• _原文_
★ ★ ★ ★ ★ ★ ★

语义分割——DeeplabV3plus

发布于:2024-12-18 ⋅ 阅读:(142) ⋅ 点赞:(0)

DeeplabV3plus 是一种先进的用于语义分割任务的深度学习模型。DeepLabV3plus模型采用了编码器-解码器(Encoder-Decoder)结构,通过编码器提取图像特征,再通过解码器将这些特征映射回原始图像尺寸,实现像素级的分类。具体来说,模型的主干网络(论文中对ResNet101或Xception做了实验)负责特征提取,特征提取分为高层语义提取和底层的语义提取两个部分。然后,模型会利用空洞卷积(Dilated Convolution)技术,构建了ASPP(Atrous Spatial Pyramid Pooling)模块,提高模型在不同尺度特征提取上的能力。最后,通过解码器恢复图像的细节信息,得到最终的分割结果。总体流程如下:

这里面,核心部分是ASPP模块,也就是空洞金字塔池化模块,该模型最大的特点就是利用空洞卷积来提取出不同尺度的信息。并把不同尺度的特征信息进行拼接,再结合浅层特征后进行上采样,得到影像的预测结果。具体流程如下:
  1. 原始图像经过骨干特征提取特征,采用ResNet或Xception等卷积神经网络进行特征提取;
  2. 这里分成两部分,一部分是较为浅层的特征x1,一部分是较为深层的特征x2;
  3. 将较为深层的特征x2,输入ASPP模块,在ASPP中,分为五个分支:
    1. 第一个分支经过1x1卷积,不改变特征大小,得到特征图;
    2. 第二个分支经过3x3卷积,设置空洞系数为6,填充和空洞系数一致,不改变特征大小,得到特征图;
    3. 第三个分支经过3x3卷积,设置空洞系数为12,填充和空洞系数一致,不改变特征大小,得到特征图;
    4. 第四个分支经过3x3卷积,设置空洞系数为18,填充和空洞系数一致,不改变特征大小,得到特征图;
    5. 第五个分支经过平均池化操作,再经过一个1x1卷积改变通道数,得到特征图;
    6. 按通道维度合并五个分支的特征;
    7. 合并后的特征经过1x1卷积,得到深层特征的最终特征图x3;
  4. 将较为浅层的特征x1进行1x1卷积,得到特征图x4;
  5. 将深层特征的最终特征图x3进行上采样,恢复到和浅层特征x1一样的大小,假设称为x5;
  6. 按通道维度合并浅层特征x4和深层特征x5;
  7. 再进行一个3x3卷积,得到分类结果;
  8. 上采样,恢复成原始输入图像的大小,得到图像分割结果。

★ ★ ★ ★ ★ ★ ★

• _所给数据_
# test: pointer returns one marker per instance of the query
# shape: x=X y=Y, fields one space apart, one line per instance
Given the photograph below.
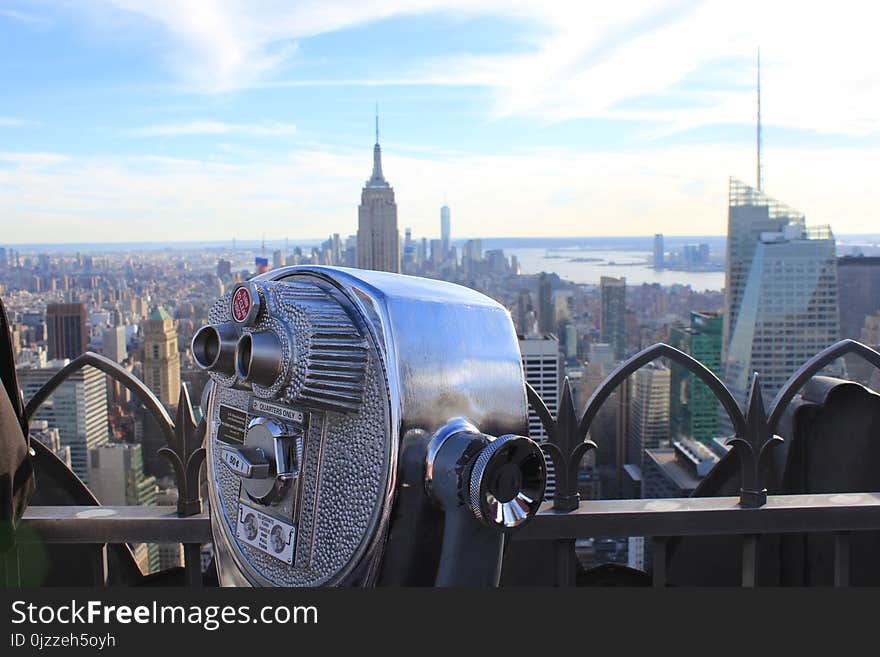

★ ★ ★ ★ ★ ★ ★

• _题目详情_
原文讲的是DeeplabV3plus模型。在ASPP模块里,第四个分支用的3x3卷积把空洞系数设成了多少? 这些数据跟原文没有关系。

• _练习结果_
18。